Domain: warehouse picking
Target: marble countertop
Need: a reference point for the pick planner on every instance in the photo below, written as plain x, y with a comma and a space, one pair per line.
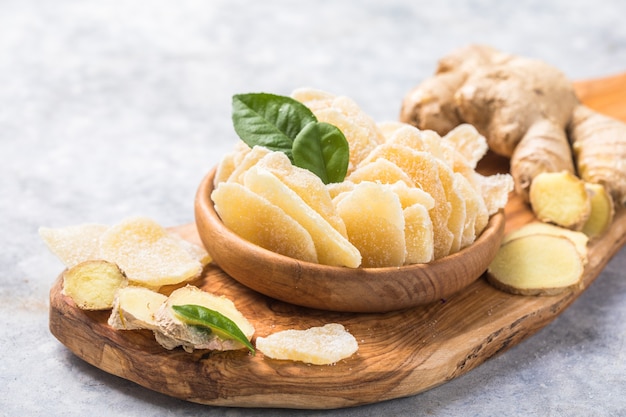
119, 108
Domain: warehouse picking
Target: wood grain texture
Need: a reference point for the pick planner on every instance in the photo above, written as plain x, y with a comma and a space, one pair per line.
400, 353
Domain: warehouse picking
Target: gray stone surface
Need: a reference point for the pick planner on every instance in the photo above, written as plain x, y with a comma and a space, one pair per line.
110, 109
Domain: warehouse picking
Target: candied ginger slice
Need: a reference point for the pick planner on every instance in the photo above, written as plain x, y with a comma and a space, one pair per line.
418, 231
412, 195
74, 244
476, 215
423, 169
307, 185
147, 253
456, 221
324, 345
387, 128
331, 246
375, 222
380, 170
257, 220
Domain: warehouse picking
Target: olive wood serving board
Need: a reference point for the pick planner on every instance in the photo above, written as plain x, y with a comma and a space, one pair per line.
400, 353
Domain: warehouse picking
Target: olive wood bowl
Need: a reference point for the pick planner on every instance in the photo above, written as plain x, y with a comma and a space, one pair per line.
358, 290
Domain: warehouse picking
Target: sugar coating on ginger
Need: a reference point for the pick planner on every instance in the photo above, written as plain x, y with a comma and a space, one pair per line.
438, 197
325, 345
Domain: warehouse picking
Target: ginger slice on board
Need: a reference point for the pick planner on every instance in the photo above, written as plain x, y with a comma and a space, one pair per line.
148, 254
323, 345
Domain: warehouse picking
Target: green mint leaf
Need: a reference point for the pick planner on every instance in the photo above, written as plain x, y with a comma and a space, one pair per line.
269, 120
215, 321
322, 149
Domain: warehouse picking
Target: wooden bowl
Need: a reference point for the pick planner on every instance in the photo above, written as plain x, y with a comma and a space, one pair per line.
359, 290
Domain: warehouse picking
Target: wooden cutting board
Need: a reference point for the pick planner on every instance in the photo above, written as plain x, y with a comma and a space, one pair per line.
400, 353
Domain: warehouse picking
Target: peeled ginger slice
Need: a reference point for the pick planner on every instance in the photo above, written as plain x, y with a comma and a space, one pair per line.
172, 332
135, 308
324, 345
92, 284
579, 239
148, 254
536, 264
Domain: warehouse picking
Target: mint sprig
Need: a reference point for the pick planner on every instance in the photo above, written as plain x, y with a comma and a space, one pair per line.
283, 124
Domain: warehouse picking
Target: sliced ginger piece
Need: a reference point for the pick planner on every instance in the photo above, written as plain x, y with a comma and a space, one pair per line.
92, 284
458, 211
172, 332
418, 233
306, 184
381, 170
375, 223
423, 169
388, 127
560, 198
602, 210
135, 308
257, 220
74, 244
331, 246
536, 264
476, 213
324, 345
579, 239
412, 195
148, 254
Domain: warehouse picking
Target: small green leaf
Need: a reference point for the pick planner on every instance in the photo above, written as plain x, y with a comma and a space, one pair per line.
215, 321
269, 120
322, 149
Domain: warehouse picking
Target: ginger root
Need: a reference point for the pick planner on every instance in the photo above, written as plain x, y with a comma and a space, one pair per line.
92, 284
528, 111
602, 210
536, 264
560, 198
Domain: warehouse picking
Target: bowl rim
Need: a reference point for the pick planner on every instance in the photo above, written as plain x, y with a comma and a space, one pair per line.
205, 212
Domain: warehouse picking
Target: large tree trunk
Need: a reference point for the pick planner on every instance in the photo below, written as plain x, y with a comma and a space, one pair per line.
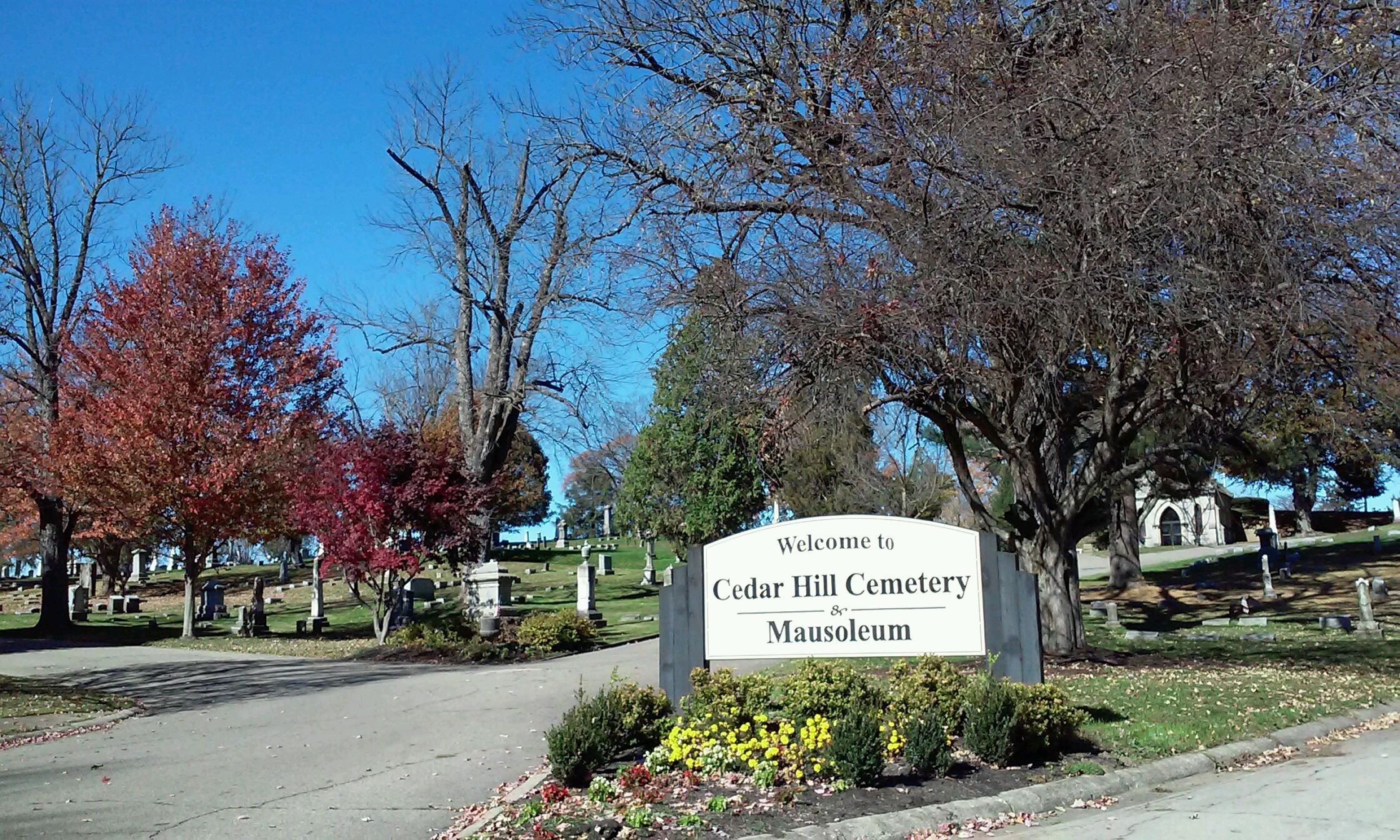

---------------

* _WHAT YOU SHOULD DO_
Gather every line in the data above that contains the word "leaf", treating uppercase and lowercase letters as different.

* _SOLUTION TO THIS EXERCISE_
Target: green mint leaf
Target: small green leaf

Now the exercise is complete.